--- Begin DATA SHOWN ---

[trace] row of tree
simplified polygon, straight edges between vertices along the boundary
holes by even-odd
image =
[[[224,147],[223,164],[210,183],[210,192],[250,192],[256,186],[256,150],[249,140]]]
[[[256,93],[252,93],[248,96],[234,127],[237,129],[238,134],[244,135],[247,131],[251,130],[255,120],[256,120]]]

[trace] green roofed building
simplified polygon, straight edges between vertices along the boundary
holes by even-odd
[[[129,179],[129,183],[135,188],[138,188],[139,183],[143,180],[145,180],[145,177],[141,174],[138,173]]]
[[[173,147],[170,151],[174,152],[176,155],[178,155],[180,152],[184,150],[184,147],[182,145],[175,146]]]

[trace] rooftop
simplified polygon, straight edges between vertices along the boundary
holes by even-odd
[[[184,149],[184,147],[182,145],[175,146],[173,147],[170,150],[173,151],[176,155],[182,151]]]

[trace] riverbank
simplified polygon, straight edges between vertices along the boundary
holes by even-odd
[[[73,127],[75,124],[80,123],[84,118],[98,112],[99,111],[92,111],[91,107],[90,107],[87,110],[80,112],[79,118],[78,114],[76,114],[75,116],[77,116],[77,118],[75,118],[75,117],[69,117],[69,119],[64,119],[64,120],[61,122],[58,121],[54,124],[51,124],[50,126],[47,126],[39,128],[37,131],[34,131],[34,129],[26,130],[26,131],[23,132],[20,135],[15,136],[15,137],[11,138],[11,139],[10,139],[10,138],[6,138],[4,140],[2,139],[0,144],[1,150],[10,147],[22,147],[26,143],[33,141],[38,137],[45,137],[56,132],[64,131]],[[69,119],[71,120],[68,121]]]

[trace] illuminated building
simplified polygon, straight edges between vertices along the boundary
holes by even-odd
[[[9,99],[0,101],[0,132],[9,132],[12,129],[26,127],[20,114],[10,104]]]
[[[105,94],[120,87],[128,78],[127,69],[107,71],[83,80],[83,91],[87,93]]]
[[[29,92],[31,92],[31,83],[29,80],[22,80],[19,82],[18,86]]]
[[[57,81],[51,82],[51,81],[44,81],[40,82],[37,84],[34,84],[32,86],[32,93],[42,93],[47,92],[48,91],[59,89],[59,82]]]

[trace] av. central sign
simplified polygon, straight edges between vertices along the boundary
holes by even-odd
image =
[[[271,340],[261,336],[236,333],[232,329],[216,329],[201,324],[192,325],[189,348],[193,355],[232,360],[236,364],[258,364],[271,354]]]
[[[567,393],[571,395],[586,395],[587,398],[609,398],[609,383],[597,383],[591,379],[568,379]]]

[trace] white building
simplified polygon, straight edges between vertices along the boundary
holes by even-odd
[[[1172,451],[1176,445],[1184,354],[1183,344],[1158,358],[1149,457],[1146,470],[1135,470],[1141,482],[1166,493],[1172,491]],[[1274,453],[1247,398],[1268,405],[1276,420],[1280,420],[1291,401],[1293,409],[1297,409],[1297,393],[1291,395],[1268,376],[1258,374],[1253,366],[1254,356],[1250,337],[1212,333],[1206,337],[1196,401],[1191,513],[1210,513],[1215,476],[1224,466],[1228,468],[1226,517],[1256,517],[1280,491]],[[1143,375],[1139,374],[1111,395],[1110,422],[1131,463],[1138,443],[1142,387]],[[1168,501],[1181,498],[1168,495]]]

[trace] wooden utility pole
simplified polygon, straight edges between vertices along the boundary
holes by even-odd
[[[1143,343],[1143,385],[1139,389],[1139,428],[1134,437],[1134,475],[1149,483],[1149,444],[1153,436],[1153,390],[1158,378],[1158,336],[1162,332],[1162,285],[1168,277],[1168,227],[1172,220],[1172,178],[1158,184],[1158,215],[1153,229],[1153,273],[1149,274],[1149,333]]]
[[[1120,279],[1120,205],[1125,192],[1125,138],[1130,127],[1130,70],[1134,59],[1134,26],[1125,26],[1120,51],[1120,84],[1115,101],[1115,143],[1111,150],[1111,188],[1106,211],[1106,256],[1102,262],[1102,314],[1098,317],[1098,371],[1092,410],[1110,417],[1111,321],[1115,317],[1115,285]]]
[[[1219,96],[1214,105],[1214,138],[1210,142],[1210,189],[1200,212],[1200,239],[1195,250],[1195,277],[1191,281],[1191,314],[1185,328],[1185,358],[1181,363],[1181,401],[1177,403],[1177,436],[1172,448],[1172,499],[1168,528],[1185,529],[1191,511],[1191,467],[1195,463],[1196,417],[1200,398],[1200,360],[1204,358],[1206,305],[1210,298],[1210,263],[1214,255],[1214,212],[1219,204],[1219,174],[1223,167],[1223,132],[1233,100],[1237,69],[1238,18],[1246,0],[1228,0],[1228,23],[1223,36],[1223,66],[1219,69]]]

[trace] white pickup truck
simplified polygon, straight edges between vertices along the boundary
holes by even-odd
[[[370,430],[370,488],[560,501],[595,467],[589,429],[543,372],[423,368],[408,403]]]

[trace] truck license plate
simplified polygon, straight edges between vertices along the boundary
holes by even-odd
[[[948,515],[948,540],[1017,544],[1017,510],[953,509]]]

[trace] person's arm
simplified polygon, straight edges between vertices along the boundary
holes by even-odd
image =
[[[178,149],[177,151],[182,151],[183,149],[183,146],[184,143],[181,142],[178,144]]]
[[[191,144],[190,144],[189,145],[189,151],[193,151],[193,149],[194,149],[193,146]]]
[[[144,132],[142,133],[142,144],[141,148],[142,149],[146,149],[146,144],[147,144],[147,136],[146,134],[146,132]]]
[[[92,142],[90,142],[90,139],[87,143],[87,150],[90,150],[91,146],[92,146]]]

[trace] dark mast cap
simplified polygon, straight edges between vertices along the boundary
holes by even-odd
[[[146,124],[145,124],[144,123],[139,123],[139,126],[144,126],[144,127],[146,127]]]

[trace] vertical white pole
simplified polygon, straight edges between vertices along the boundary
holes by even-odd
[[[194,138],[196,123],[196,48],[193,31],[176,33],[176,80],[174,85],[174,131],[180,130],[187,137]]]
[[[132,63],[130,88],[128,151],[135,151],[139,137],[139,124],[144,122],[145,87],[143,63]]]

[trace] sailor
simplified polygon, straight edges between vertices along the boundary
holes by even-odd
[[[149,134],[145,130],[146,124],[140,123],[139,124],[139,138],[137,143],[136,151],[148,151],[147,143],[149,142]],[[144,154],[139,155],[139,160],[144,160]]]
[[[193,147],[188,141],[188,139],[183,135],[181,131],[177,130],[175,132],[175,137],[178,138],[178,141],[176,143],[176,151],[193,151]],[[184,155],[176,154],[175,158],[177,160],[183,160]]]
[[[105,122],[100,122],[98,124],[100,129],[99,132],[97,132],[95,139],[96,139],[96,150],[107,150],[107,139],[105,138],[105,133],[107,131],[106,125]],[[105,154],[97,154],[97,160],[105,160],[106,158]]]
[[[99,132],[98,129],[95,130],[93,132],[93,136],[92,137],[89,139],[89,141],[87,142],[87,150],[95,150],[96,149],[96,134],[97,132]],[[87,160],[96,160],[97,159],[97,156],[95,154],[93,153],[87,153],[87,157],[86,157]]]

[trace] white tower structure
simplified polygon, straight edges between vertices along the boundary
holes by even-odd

--- End DATA SHOWN ---

DIRECTIONS FOR THIS TASK:
Reproduce character for character the part of the listing above that opens with the line containing "[trace] white tower structure" and runs through the last line of the listing, both ends included.

ANSWER TO THIS TASK:
[trace] white tower structure
simplified polygon, straight edges between vertices along the boundary
holes by even-odd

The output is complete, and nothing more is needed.